DATA ROWS
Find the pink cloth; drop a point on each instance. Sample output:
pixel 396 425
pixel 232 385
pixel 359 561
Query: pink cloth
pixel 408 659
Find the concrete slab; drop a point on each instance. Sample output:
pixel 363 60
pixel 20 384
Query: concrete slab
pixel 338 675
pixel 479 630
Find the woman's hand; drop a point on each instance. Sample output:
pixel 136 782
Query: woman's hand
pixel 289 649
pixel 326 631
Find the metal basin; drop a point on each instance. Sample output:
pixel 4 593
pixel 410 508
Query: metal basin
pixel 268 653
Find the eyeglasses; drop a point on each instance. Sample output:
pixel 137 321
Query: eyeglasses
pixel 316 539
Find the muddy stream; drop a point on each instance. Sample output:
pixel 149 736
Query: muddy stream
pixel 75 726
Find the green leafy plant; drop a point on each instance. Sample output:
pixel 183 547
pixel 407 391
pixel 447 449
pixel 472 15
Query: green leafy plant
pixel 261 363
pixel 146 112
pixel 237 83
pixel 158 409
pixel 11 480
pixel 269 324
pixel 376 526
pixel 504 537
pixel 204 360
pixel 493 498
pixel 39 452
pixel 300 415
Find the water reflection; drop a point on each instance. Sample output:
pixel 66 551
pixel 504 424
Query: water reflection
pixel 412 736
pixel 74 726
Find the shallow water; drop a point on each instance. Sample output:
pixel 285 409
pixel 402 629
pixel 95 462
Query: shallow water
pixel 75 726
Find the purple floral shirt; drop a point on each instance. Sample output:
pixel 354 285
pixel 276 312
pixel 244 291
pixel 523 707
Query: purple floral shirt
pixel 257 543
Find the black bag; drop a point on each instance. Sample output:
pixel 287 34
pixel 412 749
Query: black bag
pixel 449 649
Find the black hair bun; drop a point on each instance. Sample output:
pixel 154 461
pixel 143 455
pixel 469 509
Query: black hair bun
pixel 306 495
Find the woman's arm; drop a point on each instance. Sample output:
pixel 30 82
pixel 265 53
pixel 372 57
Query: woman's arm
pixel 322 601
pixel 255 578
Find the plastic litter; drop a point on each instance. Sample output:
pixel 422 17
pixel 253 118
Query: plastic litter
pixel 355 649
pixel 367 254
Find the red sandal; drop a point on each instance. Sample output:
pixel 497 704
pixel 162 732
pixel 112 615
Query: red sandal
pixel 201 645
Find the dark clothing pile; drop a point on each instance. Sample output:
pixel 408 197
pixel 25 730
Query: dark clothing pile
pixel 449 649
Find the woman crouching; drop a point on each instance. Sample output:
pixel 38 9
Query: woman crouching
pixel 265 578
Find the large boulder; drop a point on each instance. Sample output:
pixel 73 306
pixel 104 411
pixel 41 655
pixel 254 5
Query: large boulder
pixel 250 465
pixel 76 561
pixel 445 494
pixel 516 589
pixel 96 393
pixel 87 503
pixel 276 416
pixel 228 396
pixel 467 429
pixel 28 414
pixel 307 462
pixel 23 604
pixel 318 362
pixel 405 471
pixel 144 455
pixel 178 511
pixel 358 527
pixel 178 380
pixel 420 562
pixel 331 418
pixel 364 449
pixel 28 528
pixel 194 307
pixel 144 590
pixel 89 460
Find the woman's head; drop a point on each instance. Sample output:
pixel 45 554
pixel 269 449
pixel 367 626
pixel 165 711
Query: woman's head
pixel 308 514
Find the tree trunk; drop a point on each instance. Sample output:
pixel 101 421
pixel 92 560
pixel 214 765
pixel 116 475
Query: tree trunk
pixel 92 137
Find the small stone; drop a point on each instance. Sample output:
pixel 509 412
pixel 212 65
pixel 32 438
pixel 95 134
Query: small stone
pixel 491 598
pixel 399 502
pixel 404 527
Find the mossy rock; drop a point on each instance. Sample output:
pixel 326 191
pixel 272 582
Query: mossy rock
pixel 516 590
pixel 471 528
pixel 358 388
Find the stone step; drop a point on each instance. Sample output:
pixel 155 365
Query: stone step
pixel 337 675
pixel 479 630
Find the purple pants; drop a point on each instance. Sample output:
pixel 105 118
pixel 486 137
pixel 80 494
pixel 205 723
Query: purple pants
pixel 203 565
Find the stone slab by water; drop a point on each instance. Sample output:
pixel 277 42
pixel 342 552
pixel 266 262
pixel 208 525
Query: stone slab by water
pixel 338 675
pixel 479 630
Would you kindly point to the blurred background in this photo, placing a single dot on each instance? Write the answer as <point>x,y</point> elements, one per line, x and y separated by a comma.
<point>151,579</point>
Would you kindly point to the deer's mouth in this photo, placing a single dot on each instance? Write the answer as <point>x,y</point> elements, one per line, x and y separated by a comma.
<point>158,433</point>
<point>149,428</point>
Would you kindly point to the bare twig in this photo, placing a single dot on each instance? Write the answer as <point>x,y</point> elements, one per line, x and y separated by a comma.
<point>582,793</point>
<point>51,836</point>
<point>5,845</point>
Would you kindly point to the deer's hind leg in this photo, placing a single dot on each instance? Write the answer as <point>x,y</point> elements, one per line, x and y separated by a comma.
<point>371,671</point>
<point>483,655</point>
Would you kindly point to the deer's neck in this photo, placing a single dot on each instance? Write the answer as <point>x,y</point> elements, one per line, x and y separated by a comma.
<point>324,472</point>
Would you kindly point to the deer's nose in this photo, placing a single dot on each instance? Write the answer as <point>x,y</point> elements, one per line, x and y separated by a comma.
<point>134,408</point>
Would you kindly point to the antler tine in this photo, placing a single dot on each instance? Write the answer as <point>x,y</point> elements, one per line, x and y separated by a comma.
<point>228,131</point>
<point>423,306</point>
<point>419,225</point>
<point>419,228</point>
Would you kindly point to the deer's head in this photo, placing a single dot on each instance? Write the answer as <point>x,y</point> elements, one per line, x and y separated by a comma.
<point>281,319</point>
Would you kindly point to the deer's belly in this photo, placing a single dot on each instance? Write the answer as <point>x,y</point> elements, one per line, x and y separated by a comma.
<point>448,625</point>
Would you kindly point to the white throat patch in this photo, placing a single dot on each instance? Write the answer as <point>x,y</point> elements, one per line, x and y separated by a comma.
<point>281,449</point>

WRITTEN TASK
Could you write out all the rows above again, replacing every "drop a point" with "place a marker" and changing nothing else?

OUTPUT OF THE TASK
Find the pink cloth; place a marker on each instance. Sample output:
pixel 396 425
pixel 232 385
pixel 359 561
Query: pink cloth
pixel 408 659
Find the concrete slab; place a marker on each instance. Sample output:
pixel 363 60
pixel 20 384
Query: concrete slab
pixel 338 675
pixel 479 630
Find the woman's hand; place a marker on each instance. Sample output:
pixel 136 782
Query: woman's hand
pixel 289 649
pixel 326 631
Find the metal basin; place a marker on each instance. Sample output:
pixel 4 593
pixel 410 508
Query: metal basin
pixel 268 653
Find the eyeglasses; place a marker on each instance. Sample output:
pixel 137 321
Query: eyeglasses
pixel 316 539
Find the muddy stream; place a marker on each instance. Sample output:
pixel 149 736
Query: muddy stream
pixel 75 726
Find the green leafy plant; place a marker on each instance. Sample output:
pixel 183 547
pixel 407 391
pixel 447 449
pixel 472 15
Query: green leafy plant
pixel 261 363
pixel 146 112
pixel 237 83
pixel 158 409
pixel 11 480
pixel 269 324
pixel 376 526
pixel 504 537
pixel 204 360
pixel 493 498
pixel 39 452
pixel 300 415
Find the water reflection; place a marker on each instance. Sample output:
pixel 66 551
pixel 504 424
Query: water reflection
pixel 412 736
pixel 74 726
Find the shallow water; place a marker on each instance. Sample output:
pixel 285 409
pixel 402 629
pixel 95 462
Query: shallow water
pixel 75 726
Find the purple floral shirt; place a marker on each instance. Sample output:
pixel 354 285
pixel 276 312
pixel 244 291
pixel 523 707
Query: purple floral shirt
pixel 257 543
Find the black bag; place a marker on each instance. Sample output:
pixel 287 34
pixel 412 749
Query: black bag
pixel 449 649
Find the black hair bun; place a marker on each instance. Sample output:
pixel 154 461
pixel 143 455
pixel 469 509
Query: black hair bun
pixel 306 495
Find the woman's arm; place a marker on each instance. Sample output:
pixel 30 82
pixel 265 53
pixel 372 57
Query: woman's arm
pixel 322 601
pixel 255 578
Find the plastic litter; place a marker on each instance. Sample output:
pixel 422 17
pixel 253 118
Query: plastic litter
pixel 355 649
pixel 367 254
Find the red sandal; place a marker on each instance. Sample output:
pixel 497 704
pixel 162 732
pixel 112 615
Query: red sandal
pixel 201 645
Find the dark clothing pile; place a marker on each instance. Sample output:
pixel 408 197
pixel 25 730
Query: dark clothing pile
pixel 449 649
Find the woman crouching; place a marker on each instance. Sample output:
pixel 38 9
Query: woman crouching
pixel 265 578
Find the large boulder; place a marker on each instance. Sample output:
pixel 73 306
pixel 104 411
pixel 41 655
pixel 254 5
Query: large boulder
pixel 250 465
pixel 76 561
pixel 445 494
pixel 516 589
pixel 96 393
pixel 87 503
pixel 276 416
pixel 228 396
pixel 467 429
pixel 28 414
pixel 307 462
pixel 23 604
pixel 318 362
pixel 405 471
pixel 144 455
pixel 178 511
pixel 358 527
pixel 178 380
pixel 420 562
pixel 331 418
pixel 364 449
pixel 28 528
pixel 194 307
pixel 144 590
pixel 89 460
Find the woman's head; place a marker on each instance. Sample output:
pixel 45 554
pixel 269 449
pixel 367 626
pixel 165 711
Query: woman's head
pixel 308 514
Find the tree trunk; place a marker on each instance. Sample output:
pixel 101 421
pixel 92 560
pixel 214 765
pixel 116 475
Query: tree trunk
pixel 92 137
Find the small stone; place a marker on each instance. Sample output:
pixel 509 412
pixel 212 65
pixel 32 438
pixel 95 134
Query: small stone
pixel 491 598
pixel 399 502
pixel 404 527
Find the mossy rock; place a marker on each instance. Sample output:
pixel 326 191
pixel 272 582
Query: mossy rock
pixel 516 590
pixel 471 528
pixel 358 388
Find the stone step; place a marker on each instance. Sample output:
pixel 155 365
Query: stone step
pixel 337 675
pixel 479 630
Find the purple pants; place a marker on each instance. Sample output:
pixel 105 118
pixel 486 137
pixel 80 494
pixel 205 723
Query: purple pants
pixel 203 565
Find the stone slab by water; place a marker on each instance. Sample output:
pixel 277 42
pixel 342 552
pixel 266 262
pixel 208 525
Query: stone slab by water
pixel 338 675
pixel 479 630
Would you kindly point to the blurred background in this photo, placing a single dot on each instance? Write the answer as <point>x,y</point> elements, one per line, x and y separated by a comma.
<point>151,579</point>
Would you kindly point to the deer's mouth in this photo, placing a single dot on each instance? Write the answer as <point>x,y</point> elements, one per line, x and y separated by a comma.
<point>158,433</point>
<point>149,428</point>
Would you kindly point to the bare twig in this photo, placing a single dot on each instance? Write the answer as <point>x,y</point> elements, one per line, x and y separated by a comma.
<point>582,793</point>
<point>51,836</point>
<point>5,845</point>
Would you kindly point to the deer's hind leg in this photo, placing a single dot on each instance? Write the answer as <point>x,y</point> elements, one per line, x and y separated by a comma.
<point>371,671</point>
<point>483,655</point>
Would you kindly point to the deer's neck in this photo, placing a single dot on each instance? Write the answer as <point>x,y</point> elements, one per line, x and y separated by a comma.
<point>324,472</point>
Would you kindly point to the deer's nose in this photo, placing a single dot on each instance? Write the answer as <point>x,y</point> elements, one per line, x and y separated by a comma.
<point>134,408</point>
Would you kindly point to the antler tine in this photo, placing a single dot on each instance? Write the answer as <point>x,y</point> elements, one per line, x and y separated by a comma.
<point>228,131</point>
<point>423,306</point>
<point>419,225</point>
<point>419,228</point>
Would you kindly point to the deer's head in this photo, placing a single dot on each instance? Write the answer as <point>x,y</point> elements, one per line, x and y separated by a comma.
<point>281,319</point>
Would you kindly point to the deer's belly in this photo, placing a single dot on each instance? Write the answer as <point>x,y</point> elements, one per line, x and y separated by a comma.
<point>448,625</point>
Would you kindly point to the white throat patch in this photo, placing a single dot on each instance? Write the answer as <point>x,y</point> elements, one per line, x and y separated by a comma.
<point>281,449</point>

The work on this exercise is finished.